BRIEF> Can you continue the forum thread on ASCII art and teletype pictures, starting right after its last sentence?

SOURCE EXTRACT>
We had a drawer full of paper tape rolls in zip-lock bags containing the
various pictures we had collected over the air. I wish I had somehow
transferred them to computer files and preserved them as we were transitioning
away from the mechanical teletypes to the Apple II.

1:
[https://en.wikipedia.org/wiki/Baudot_code](https://en.wikipedia.org/wiki/Baudot_code)

------
stultus
I think it is time for more unicode art. ASCII is so old generation.

------
drdeadringer
Although I'm sure I encountered ASCII art years beforehand, my first time
encountering it "in the media" was watching the film "Me and You and Everyone
We Know" in theater.

Since then I've enjoyed the ASCII art I've encountered, from "hype trains" to
"thumbs up". I find it fun to see.

PROVIDED MATERIAL>
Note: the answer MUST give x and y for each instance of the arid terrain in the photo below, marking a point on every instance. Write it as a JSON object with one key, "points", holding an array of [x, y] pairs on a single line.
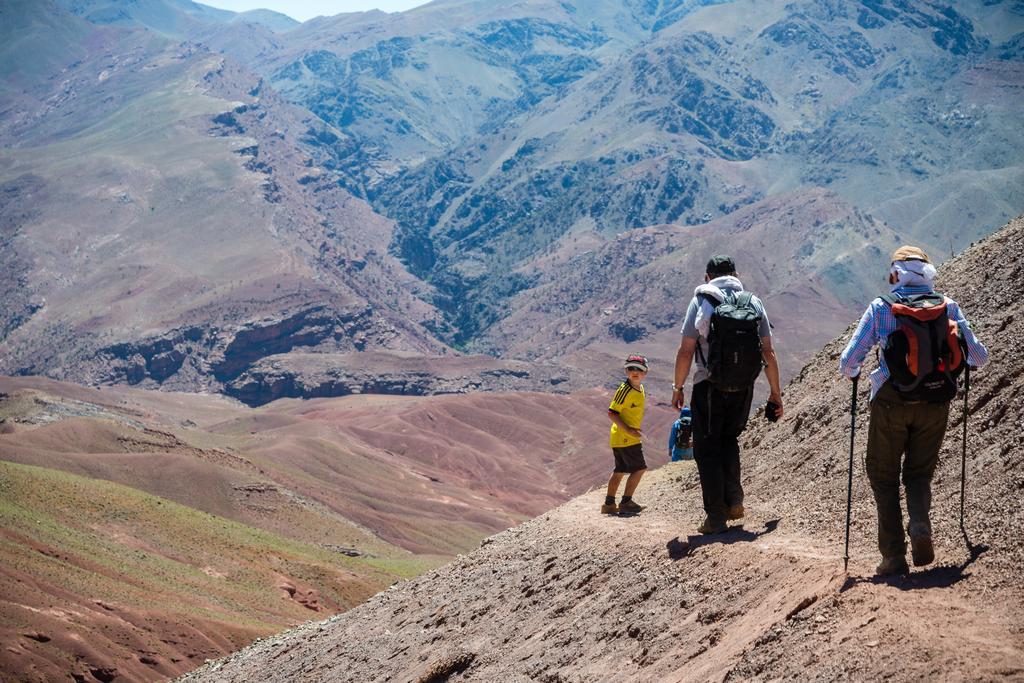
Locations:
{"points": [[576, 596], [145, 531]]}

EXPECTED ANSWER>
------
upofadown
>ASCII pictures don’t display correctly when the viewer is using proportional
fonts — and a huge number of people (perhaps most) are using proportional
fonts.

These days things are actually pretty good. Most things will manage to display
plain text properly if there is enough context to allow the distinction to be
made.

------
earenndil
It's not dead, but it's dying. For instance, the alt.ascii-art newsgroup I've
noticed just in the past year has gone down in terms of postings.

------
gweinberg
Why do people say "ASCII art" instead of text art? It has never had anything
to do with ASCII, as the author acknowledges several times.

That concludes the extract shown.